+++ Information supplied

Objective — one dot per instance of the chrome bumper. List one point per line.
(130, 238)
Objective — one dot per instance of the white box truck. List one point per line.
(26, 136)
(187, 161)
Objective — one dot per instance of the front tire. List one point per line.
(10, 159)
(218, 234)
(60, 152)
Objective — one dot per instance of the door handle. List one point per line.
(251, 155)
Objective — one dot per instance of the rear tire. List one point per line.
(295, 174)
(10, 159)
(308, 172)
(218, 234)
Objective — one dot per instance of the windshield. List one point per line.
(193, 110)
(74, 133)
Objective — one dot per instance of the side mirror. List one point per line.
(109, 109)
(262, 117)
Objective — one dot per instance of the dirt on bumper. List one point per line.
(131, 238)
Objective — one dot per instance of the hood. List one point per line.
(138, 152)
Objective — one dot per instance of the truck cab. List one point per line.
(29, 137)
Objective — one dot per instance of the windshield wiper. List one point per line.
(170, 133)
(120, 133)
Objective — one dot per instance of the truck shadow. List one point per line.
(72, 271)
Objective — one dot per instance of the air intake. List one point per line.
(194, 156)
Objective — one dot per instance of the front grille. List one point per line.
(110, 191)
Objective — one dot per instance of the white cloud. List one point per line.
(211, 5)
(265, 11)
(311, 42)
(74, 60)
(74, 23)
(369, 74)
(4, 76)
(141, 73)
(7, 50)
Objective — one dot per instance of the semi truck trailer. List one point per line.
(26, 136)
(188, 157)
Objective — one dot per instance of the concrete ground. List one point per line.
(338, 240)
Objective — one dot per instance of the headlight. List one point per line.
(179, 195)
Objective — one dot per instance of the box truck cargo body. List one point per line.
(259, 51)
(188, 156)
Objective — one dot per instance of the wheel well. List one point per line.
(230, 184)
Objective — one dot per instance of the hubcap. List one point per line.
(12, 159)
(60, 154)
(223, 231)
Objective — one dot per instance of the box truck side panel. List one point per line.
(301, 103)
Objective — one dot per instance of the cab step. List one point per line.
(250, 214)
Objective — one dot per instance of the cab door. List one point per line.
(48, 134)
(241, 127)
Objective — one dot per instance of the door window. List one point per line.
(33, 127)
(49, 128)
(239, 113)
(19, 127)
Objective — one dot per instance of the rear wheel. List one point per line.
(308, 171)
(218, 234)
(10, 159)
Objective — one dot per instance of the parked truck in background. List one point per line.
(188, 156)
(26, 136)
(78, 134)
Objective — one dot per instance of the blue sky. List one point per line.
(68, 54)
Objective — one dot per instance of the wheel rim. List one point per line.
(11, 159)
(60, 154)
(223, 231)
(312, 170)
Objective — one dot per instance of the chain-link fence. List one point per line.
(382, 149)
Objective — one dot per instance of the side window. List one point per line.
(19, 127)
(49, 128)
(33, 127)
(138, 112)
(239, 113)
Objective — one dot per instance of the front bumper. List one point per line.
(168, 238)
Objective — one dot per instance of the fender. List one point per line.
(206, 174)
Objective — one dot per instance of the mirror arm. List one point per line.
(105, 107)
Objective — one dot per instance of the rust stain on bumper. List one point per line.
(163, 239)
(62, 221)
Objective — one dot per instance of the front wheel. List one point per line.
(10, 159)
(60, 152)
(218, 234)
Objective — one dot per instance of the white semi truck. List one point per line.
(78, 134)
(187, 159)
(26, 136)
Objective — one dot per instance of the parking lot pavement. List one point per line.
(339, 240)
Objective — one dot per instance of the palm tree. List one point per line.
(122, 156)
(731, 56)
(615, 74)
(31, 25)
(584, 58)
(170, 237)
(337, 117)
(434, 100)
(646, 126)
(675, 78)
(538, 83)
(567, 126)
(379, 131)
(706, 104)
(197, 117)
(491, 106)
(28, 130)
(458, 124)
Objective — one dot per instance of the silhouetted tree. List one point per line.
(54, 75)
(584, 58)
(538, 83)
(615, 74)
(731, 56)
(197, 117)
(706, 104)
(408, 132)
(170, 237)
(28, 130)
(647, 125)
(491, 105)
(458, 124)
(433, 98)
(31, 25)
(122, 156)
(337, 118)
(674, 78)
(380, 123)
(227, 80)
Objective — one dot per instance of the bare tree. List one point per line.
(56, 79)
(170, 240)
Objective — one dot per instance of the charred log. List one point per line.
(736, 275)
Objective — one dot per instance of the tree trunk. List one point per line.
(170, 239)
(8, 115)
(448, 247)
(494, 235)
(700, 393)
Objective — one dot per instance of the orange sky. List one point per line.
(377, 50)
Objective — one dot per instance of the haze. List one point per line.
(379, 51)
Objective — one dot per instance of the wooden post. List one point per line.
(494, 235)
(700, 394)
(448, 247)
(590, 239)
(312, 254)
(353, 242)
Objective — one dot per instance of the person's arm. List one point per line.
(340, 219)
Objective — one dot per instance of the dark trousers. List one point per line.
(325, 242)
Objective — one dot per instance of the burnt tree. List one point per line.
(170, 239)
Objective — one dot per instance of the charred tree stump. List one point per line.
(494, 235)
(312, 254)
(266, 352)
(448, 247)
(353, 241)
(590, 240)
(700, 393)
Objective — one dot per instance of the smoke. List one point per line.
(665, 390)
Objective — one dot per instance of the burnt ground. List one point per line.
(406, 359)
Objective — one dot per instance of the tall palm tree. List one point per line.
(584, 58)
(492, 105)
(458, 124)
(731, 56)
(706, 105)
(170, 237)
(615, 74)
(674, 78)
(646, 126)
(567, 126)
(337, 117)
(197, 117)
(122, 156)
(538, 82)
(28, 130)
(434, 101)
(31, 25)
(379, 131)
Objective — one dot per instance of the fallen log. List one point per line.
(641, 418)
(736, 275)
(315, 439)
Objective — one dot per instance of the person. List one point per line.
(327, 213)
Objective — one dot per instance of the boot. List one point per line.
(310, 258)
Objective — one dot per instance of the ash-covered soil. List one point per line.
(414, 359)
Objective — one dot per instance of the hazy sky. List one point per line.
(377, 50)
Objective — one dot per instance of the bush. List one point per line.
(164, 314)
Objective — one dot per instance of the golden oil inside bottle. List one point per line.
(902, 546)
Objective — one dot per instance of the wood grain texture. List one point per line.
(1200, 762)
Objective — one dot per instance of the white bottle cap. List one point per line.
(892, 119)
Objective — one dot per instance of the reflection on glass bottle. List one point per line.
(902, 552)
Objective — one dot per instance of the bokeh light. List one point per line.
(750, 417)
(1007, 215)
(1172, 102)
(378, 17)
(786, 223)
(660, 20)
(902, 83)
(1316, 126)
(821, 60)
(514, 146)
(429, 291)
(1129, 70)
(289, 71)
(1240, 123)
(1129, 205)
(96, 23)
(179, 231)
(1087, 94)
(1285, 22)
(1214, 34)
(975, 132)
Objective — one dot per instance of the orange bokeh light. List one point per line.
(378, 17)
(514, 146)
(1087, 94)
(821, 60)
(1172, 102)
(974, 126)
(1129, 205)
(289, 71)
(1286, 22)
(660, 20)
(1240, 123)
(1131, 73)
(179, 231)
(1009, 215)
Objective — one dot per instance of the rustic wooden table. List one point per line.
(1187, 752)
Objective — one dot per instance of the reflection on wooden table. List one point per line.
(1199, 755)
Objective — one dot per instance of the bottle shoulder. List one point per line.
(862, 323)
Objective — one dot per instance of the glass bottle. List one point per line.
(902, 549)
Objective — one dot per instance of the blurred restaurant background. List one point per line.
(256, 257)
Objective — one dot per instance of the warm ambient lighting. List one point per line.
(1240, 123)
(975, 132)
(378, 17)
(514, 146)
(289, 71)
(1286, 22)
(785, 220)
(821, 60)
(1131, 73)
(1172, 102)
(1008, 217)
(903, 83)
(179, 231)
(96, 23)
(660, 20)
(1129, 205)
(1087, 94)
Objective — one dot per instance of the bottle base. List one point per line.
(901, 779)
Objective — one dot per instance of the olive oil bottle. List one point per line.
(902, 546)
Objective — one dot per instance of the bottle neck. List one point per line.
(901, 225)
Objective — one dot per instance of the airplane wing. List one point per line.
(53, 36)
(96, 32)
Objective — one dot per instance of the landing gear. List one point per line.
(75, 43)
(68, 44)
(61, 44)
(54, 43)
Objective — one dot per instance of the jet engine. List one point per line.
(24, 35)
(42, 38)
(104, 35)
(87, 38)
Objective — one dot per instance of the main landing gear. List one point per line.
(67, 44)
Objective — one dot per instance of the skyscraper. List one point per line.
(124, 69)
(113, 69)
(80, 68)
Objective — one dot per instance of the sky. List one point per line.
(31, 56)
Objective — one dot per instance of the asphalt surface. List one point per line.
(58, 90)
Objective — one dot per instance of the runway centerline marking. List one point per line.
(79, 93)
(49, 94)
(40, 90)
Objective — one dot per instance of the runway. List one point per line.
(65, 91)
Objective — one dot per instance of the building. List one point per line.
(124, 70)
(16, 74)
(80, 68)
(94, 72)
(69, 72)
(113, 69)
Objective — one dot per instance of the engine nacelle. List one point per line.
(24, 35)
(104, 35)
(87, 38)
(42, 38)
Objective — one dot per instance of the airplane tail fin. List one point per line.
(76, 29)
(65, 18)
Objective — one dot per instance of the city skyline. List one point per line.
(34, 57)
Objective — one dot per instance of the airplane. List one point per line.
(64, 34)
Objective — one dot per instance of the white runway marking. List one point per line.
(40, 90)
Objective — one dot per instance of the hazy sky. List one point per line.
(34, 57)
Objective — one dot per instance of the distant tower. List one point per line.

++++++

Requirement
Retype exactly the lines from the one containing "Objective — one dot per instance of the building." through the last line of the records above, including both.

Response box
Objective — one dot per instance of the building. List one point per line.
(124, 70)
(16, 74)
(80, 68)
(94, 72)
(69, 72)
(113, 69)
Objective — one dot per instance of the engine nacelle. List one point per line.
(24, 35)
(104, 35)
(87, 38)
(42, 38)
Objective — one dot per instance of the airplane tail fin. List one point per line.
(76, 29)
(65, 18)
Objective — one dot per instance of the city skyline. List one point per line.
(34, 57)
Objective — one dot per instance of the airplane. List one point per line.
(64, 34)
Objective — one dot per instance of the white runway marking. List one point per line.
(40, 90)
Objective — one dot per instance of the hazy sky. List one point per line.
(34, 57)
Objective — one dot per instance of the distant tower. List one point per line.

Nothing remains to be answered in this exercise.